> _Given exercise 1_
Answer these questions about the webinar excerpt below, one line each:
(a) How many years has Dan spent in various security roles?
(b) Which two encryption technologies are listed as examples of integrated file encryption?
(c) How many disclaimers does Dan say he has before getting started?

> _Source excerpt_

Staying two steps ahead of today’s cyber threats is hard. IT and security teams can feel like Sisyphus from Greek mythology, cursed to push a boulder up an endlessly steep hill. What’s worse, data breaches are no longer considered a potential scenario. As the value of success gets more and more lucrative, hackers are driven to find any opening in an organization’s defense.

To protect their data, businesses need to play offense — and GoAnywhere MFT can help.

Explore how adding a secure managed file transfer solution to your cybersecurity strategy can help safeguard critical data in transit and at rest. In this live event, you’ll see how GoAnywhere MFT can help prevent data breaches through features like:

  • File transfer/encryption automation for reduced user error
  • Integrated file encryption technologeis (e.g., Open PGP and AES)
  • Audit logs ffor all file transfer and admin activity
  • Extensive security controls for stringent in-house policies and compliance requirements

Transcript

Brooke: Hello everyone. Thank you so much for joining today's event on How to Prevent Data Breaches with GoAnywhere. In the next 60 minutes or so, we'll talk about the cold hard reality of data breaches and then the better news of how managed file transfer can help prevent them. We'll send you a copy of the recording after the event if you'd like to rewatch anything and as we go, if you have questions, please submit them through your control panel in the questions pane. If we don't get to your questions and we have time at the end, we'll try to get to them live otherwise, we'll make sure to follow up after the presentation. I am joined today by my co-host, Dan Freeman. Hey Dan, are you all set?

Dan: I think I am.

Brooke: Great, so to give everyone a quick introduction to Dan, if you haven't been on his webinars before, Dan has spent the last 10 years of his career in various security roles ranging from systems engineer to security officer and he currently serves as Senior Solutions Consultant at HelpSystems for the GoAnywhere product line. Let's take a quick look at our agenda for today's webinar. We're going to talk about the risk of data breaches, including some interesting statistics around the cost of data breaches to today's organizations. We'll discuss how managed file transfer can help. We'll show you our GoAnywhere solution in action and we'll finish with a quick Q&A session if time permits. All right, Dan, I'll let you take it from here.

Dan: All right, I appreciate it Brooke, and thanks for everyone for taking the time out to sit on this webinar, taking a peek at how managed file transfer and GoAnywhere specifically can help prevent your systems from being hacked. Now, having said that, GoAnywhere will most likely just be a segment of probably your entire network and systems, but we can provide you with the latest encryption ciphers and algorithms to safely transfer and store your data. Now before we get started, I do have three disclaimers. If you happen to sit on the, Think Like a Hacker webinar a few weeks back, the first couple minutes or slides will be a little bit of a recap. Number two, for those existing GoAnywhere customers, there'll be a little bit of a GoAnywhere one-on-one basics so we can get those that are not familiar with GoAnywhere some context as to what we're doing. The third disclaimer is, the joke I'm about to tell you is pretty bad.

> _Given exercise 2_
Give only the number of lines in the records below that contain the string "bridge", where case counts.

> _Entries shown_
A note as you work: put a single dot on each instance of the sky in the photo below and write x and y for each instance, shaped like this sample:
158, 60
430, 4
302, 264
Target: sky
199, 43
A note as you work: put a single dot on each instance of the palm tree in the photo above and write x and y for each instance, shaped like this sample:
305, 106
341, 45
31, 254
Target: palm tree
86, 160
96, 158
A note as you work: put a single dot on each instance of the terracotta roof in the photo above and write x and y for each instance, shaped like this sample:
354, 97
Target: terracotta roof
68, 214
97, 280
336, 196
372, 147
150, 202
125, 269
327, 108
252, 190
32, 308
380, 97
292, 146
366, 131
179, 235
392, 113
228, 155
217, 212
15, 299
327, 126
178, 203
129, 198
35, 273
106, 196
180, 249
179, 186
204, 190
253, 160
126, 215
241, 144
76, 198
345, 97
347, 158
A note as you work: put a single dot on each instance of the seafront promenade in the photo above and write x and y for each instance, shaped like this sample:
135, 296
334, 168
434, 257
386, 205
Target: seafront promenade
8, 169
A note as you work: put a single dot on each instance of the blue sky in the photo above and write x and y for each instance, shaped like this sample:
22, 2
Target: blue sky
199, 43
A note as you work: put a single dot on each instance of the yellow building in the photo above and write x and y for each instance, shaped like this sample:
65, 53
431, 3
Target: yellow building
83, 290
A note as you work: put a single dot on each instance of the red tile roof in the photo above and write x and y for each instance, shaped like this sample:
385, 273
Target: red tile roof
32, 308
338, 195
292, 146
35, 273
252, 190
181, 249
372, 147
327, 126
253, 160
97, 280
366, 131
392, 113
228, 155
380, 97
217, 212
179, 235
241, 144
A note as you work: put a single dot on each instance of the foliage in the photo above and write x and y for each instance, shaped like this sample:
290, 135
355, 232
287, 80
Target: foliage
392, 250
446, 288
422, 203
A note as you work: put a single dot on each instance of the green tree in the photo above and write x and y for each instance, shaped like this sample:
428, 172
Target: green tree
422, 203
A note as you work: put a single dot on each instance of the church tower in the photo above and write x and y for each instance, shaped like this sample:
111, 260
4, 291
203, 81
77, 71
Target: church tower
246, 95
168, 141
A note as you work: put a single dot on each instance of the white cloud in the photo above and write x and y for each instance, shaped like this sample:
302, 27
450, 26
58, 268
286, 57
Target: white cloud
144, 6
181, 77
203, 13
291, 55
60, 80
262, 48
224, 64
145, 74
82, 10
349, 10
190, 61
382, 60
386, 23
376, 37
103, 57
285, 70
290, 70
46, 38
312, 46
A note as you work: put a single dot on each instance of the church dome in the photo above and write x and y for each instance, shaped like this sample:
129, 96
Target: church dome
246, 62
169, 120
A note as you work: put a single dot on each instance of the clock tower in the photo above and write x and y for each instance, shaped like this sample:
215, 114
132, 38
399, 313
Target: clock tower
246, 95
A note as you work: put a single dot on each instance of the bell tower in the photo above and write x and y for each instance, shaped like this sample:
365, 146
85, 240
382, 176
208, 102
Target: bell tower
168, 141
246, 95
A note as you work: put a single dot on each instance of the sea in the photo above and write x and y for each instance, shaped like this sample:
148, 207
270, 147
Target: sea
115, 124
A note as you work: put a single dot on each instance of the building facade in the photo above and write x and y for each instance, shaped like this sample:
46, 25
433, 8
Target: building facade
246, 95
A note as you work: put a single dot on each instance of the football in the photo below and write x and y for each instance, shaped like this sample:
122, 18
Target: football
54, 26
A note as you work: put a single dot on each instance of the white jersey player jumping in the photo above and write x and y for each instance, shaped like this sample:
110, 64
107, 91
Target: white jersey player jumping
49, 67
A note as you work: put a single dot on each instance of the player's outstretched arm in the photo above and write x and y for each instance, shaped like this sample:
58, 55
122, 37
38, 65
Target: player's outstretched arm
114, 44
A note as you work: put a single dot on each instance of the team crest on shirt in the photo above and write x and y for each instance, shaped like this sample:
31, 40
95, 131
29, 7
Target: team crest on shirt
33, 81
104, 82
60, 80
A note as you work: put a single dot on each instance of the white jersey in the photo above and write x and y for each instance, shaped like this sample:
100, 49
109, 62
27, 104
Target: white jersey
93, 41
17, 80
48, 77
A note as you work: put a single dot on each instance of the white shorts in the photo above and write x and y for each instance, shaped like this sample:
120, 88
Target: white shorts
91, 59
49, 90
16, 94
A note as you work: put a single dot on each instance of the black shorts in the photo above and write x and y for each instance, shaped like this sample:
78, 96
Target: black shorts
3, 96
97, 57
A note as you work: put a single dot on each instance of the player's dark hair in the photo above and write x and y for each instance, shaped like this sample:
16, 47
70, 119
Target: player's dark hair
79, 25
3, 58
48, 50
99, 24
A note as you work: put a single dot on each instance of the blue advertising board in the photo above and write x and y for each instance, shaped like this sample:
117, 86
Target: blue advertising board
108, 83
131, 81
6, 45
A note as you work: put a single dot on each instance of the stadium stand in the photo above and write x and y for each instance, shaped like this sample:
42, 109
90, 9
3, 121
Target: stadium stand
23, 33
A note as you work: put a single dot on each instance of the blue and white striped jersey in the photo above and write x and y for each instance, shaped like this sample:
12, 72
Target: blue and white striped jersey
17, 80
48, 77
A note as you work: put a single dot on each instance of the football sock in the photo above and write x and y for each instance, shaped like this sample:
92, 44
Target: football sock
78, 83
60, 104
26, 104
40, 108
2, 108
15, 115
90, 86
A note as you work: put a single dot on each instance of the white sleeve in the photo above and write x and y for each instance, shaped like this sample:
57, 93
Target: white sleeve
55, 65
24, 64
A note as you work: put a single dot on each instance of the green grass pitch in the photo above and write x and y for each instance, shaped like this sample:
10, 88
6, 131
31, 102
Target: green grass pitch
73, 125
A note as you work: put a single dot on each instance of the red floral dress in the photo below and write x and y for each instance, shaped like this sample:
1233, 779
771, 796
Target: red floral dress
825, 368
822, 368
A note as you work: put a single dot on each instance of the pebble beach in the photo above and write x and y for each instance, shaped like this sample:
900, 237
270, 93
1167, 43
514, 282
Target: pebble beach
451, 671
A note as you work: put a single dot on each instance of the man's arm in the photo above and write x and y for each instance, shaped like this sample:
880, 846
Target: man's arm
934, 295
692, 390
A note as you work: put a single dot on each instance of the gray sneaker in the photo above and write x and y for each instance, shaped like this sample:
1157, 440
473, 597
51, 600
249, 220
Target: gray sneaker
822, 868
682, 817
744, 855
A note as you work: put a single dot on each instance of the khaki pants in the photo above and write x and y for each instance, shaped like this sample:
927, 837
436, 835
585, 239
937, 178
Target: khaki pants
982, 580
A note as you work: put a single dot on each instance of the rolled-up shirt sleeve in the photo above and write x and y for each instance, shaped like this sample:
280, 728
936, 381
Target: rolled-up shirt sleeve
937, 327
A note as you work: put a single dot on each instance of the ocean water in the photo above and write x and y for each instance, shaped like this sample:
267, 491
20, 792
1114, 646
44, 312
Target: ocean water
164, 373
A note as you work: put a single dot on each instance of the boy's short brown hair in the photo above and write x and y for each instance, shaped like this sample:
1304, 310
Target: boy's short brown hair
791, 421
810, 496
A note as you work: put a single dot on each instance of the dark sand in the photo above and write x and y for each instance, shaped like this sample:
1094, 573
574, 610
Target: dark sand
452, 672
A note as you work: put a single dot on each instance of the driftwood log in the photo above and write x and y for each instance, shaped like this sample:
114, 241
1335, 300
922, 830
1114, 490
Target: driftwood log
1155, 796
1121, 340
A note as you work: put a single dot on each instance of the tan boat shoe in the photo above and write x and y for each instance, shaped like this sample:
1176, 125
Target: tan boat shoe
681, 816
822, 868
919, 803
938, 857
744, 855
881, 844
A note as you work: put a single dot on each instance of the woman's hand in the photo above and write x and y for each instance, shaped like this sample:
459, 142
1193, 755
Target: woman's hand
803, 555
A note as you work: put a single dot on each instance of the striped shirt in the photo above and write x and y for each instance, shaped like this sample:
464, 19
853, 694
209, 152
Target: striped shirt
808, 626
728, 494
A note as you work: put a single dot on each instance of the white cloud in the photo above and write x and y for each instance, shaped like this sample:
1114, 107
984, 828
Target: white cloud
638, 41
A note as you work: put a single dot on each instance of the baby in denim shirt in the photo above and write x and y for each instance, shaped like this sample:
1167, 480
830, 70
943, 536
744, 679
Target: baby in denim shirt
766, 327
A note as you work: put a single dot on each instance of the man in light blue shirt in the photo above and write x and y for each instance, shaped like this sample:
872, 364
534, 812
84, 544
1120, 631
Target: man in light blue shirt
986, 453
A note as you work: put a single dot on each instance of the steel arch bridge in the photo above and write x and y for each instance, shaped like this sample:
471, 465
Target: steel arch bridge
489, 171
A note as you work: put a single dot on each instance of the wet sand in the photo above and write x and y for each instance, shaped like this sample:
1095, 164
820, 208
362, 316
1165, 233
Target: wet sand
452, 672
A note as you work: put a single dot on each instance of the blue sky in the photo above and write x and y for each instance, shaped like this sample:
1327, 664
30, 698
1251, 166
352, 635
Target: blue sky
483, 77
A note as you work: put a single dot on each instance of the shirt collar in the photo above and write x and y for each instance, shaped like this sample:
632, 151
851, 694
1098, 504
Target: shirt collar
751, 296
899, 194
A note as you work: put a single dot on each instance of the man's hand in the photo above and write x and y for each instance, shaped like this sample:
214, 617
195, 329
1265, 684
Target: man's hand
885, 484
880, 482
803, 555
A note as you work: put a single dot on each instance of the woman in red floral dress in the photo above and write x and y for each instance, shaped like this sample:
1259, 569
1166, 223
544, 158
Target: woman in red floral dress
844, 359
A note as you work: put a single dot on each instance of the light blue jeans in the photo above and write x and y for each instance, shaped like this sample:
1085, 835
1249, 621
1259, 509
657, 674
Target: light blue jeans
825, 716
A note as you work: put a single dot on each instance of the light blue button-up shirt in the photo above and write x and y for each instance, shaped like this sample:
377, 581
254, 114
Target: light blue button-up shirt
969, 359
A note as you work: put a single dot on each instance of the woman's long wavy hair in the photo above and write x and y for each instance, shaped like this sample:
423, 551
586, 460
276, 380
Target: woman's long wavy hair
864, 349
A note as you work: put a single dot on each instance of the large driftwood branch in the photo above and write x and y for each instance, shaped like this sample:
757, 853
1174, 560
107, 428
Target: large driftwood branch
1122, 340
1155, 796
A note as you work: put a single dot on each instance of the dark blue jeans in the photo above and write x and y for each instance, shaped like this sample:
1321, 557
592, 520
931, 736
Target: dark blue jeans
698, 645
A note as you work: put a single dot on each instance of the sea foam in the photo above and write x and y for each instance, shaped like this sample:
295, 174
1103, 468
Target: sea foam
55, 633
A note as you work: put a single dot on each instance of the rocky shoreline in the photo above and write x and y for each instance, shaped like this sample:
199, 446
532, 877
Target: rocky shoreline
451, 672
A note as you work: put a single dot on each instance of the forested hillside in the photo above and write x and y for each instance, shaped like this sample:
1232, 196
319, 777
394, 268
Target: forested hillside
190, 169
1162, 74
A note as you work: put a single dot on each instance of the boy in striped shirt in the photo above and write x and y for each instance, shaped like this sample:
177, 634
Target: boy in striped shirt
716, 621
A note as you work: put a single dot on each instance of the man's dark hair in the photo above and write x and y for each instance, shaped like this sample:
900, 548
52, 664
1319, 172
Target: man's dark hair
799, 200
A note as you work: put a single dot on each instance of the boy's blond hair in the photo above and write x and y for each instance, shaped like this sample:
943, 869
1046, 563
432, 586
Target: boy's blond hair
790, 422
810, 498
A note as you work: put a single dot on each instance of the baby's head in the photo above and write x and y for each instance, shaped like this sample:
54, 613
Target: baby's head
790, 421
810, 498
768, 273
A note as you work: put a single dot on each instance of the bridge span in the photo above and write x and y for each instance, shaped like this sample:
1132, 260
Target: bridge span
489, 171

> _Worked solution 1_
(a) 10 years
(b) Open PGP and AES
(c) Three

> _Worked solution 2_
4